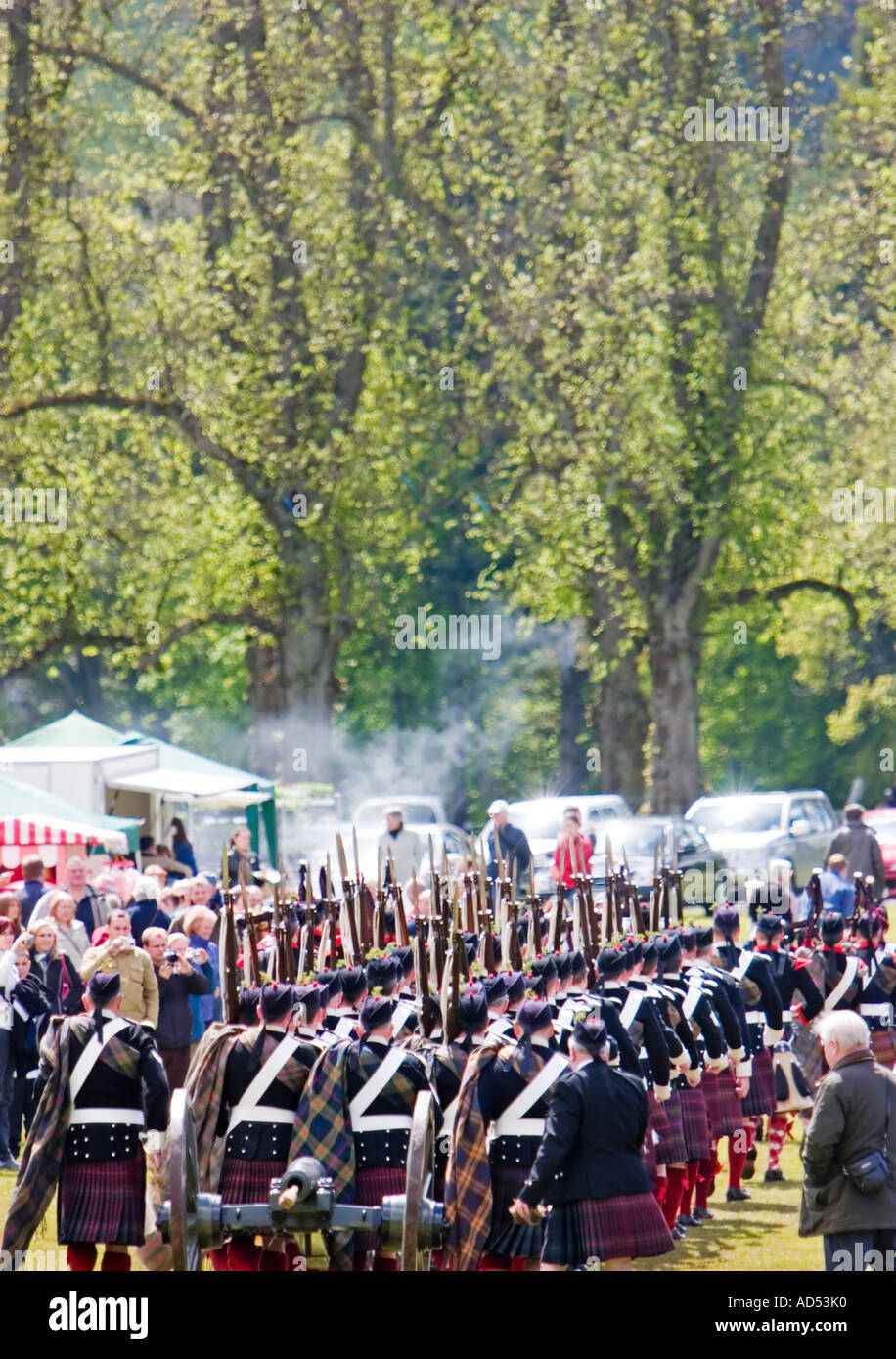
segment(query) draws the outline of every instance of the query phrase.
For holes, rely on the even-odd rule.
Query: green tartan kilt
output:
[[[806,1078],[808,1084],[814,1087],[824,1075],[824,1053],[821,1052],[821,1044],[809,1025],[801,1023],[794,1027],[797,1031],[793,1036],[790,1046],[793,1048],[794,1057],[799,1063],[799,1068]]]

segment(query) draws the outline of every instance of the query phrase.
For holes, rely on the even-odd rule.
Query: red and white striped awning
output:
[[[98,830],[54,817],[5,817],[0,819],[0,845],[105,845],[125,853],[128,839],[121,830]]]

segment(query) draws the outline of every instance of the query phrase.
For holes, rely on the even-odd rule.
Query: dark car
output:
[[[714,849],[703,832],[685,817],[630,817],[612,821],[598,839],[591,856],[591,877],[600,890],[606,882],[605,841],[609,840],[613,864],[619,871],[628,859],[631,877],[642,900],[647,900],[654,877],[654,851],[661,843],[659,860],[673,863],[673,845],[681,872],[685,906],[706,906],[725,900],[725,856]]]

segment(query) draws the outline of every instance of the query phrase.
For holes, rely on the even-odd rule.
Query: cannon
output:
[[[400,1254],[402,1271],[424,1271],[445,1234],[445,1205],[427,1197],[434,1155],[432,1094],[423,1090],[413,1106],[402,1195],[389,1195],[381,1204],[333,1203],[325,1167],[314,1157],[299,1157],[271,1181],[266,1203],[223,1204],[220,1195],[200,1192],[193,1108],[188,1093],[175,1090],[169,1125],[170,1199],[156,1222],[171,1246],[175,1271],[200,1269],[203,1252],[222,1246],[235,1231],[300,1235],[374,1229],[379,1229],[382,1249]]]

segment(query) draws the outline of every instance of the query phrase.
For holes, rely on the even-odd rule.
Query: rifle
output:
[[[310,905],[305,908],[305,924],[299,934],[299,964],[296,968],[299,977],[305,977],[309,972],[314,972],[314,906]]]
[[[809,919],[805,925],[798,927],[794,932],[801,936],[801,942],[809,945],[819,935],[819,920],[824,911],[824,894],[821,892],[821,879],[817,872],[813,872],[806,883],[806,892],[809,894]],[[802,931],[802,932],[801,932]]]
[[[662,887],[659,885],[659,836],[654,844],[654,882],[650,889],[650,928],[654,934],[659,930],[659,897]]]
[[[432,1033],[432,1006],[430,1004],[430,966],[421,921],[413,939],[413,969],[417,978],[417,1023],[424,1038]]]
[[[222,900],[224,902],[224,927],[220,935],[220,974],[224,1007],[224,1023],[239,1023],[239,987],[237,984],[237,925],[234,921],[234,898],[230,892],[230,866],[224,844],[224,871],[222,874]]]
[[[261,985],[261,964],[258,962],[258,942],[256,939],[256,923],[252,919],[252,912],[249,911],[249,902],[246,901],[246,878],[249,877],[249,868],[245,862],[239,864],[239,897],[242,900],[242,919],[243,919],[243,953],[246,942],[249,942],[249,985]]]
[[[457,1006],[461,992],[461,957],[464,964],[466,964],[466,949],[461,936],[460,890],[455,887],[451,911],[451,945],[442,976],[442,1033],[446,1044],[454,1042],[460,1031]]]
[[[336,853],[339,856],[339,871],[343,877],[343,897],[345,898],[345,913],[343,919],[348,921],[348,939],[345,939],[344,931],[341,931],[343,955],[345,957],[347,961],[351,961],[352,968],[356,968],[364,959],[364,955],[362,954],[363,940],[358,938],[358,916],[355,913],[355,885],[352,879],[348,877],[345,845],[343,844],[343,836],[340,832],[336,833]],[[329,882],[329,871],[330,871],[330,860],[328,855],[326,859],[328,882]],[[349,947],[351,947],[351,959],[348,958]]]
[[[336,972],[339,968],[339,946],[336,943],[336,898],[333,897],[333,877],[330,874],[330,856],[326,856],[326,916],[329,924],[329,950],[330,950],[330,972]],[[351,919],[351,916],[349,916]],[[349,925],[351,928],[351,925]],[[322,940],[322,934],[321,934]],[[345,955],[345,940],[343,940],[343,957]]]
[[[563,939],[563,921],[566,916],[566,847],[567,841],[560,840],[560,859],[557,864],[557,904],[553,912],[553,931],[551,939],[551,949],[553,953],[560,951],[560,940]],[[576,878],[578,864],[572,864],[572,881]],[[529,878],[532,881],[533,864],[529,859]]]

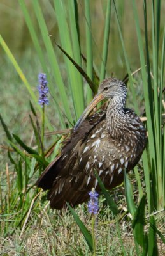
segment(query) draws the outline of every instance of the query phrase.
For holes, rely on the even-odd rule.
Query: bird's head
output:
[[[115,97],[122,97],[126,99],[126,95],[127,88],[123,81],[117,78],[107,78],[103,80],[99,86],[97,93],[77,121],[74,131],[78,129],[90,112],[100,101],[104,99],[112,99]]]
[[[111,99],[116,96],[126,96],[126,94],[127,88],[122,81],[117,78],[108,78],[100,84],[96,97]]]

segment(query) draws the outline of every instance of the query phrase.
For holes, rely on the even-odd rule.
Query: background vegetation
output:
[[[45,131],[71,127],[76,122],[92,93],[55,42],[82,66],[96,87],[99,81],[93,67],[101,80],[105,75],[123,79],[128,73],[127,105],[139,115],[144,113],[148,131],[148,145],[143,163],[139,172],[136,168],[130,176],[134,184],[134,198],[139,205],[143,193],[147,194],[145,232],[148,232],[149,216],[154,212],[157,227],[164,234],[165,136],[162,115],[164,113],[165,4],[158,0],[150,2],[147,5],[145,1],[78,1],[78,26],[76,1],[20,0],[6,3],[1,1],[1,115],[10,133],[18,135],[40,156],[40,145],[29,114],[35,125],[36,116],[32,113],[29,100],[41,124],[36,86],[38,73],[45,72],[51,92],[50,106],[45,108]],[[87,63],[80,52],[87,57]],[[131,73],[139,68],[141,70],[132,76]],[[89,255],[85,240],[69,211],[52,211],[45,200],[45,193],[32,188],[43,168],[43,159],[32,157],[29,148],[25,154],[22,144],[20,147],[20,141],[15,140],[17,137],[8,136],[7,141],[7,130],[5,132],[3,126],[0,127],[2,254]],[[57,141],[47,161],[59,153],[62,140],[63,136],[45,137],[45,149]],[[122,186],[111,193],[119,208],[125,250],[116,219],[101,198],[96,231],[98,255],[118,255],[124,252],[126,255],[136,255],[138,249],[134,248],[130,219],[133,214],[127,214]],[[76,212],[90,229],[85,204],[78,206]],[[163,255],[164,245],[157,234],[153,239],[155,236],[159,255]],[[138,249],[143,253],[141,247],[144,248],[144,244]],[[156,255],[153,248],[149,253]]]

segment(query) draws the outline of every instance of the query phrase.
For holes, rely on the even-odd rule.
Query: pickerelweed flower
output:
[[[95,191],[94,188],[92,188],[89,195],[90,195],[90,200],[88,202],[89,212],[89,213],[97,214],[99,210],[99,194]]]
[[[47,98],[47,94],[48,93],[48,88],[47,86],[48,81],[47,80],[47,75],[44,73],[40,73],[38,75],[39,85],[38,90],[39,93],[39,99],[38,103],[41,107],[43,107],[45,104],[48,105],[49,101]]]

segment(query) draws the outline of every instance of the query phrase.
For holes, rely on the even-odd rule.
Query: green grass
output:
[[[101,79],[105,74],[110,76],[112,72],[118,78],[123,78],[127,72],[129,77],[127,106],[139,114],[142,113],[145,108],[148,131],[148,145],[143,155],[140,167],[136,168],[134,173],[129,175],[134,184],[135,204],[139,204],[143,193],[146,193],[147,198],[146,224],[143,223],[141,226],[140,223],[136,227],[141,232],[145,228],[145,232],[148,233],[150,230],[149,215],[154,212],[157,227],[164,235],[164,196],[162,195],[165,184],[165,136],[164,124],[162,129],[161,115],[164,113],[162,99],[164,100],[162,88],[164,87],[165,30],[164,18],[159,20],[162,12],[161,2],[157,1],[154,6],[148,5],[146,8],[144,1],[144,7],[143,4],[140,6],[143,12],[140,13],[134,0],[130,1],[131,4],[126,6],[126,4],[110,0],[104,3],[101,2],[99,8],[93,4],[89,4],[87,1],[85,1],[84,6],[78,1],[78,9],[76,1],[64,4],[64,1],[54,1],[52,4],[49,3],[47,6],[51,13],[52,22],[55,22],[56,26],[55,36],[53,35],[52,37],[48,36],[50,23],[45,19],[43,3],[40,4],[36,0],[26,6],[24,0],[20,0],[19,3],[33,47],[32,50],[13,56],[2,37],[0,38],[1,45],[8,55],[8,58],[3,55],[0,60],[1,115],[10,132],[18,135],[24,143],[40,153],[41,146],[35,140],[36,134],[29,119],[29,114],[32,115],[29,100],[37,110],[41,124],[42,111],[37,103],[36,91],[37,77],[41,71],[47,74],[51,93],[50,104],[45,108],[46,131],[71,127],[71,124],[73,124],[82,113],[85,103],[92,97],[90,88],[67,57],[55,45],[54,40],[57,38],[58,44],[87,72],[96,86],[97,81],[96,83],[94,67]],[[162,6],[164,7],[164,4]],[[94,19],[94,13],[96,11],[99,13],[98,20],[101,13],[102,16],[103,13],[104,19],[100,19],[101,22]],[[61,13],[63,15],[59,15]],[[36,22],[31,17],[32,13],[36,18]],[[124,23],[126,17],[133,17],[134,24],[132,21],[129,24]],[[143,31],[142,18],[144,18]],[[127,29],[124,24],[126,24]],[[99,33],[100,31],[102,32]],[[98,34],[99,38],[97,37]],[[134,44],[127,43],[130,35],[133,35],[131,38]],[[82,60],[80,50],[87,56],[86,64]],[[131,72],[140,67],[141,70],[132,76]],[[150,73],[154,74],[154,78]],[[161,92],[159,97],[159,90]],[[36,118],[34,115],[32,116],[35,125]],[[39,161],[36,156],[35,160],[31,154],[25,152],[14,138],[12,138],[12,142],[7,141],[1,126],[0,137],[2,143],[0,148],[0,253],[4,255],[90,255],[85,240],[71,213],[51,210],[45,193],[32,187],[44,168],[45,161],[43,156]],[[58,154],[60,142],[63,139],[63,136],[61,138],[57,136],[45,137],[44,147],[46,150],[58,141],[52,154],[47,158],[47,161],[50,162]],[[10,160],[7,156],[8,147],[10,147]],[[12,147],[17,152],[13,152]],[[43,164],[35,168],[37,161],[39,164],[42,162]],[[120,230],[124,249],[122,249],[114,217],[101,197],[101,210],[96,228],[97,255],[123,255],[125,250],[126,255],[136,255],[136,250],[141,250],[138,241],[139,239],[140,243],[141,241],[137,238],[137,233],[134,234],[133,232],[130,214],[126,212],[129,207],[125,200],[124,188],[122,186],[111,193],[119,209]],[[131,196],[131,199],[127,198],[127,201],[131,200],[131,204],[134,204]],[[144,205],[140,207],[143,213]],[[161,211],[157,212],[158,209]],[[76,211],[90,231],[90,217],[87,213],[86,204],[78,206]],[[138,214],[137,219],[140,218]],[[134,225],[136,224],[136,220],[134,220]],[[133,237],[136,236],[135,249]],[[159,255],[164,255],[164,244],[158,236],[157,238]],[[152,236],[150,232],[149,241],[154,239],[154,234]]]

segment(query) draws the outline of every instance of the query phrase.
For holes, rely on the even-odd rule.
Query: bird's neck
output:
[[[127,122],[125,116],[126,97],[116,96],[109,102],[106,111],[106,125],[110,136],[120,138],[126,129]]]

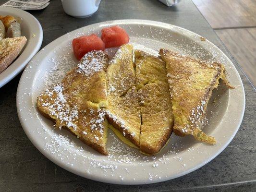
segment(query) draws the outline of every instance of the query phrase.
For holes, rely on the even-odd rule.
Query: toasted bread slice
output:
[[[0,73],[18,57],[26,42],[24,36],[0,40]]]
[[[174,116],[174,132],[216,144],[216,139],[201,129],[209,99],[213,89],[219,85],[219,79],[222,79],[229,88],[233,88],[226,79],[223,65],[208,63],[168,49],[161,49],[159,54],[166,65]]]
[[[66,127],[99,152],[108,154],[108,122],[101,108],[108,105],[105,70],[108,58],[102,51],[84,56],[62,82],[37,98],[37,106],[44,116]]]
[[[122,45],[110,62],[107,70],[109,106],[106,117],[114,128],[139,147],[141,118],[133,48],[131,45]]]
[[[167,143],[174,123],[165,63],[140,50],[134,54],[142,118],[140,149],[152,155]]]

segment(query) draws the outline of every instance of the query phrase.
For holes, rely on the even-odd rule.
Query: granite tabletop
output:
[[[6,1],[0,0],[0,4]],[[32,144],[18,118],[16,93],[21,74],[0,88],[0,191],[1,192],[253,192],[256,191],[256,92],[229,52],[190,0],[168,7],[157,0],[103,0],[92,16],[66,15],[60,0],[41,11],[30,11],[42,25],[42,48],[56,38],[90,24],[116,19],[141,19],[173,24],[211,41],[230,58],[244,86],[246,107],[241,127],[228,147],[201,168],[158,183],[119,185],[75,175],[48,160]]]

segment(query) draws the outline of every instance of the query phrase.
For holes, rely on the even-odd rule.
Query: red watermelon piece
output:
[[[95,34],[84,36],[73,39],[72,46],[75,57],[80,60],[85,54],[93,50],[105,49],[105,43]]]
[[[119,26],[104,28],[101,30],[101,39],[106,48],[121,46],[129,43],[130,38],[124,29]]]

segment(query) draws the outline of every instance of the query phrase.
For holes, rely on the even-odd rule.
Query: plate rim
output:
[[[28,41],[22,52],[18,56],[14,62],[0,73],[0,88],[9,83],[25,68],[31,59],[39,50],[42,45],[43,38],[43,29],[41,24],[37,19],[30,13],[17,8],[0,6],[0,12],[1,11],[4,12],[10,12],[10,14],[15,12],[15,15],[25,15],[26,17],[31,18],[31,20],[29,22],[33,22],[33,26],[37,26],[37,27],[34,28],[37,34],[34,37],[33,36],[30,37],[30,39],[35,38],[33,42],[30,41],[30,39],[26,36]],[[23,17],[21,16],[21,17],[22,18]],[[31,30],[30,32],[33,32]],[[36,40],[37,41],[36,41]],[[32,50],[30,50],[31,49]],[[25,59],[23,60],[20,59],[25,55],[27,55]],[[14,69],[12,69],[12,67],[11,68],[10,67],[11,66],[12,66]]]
——
- [What needs to be done]:
Pick out every line of the records that contains the word "green", and copy each such line in full.

- [The reply]:
Query: green tartan kilt
Query: green grass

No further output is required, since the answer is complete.